◆ What is being asked
Print every row below word for word, with no changes.
________________________
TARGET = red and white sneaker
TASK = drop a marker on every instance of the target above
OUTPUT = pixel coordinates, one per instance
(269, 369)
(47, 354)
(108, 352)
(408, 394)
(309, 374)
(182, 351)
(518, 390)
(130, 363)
________________________
◆ Task answer
TARGET = red and white sneaker
TASK = drop a marker on every instance of the target above
OUTPUT = pixel coordinates, one per instance
(269, 369)
(47, 354)
(108, 352)
(408, 394)
(309, 374)
(182, 351)
(518, 390)
(130, 363)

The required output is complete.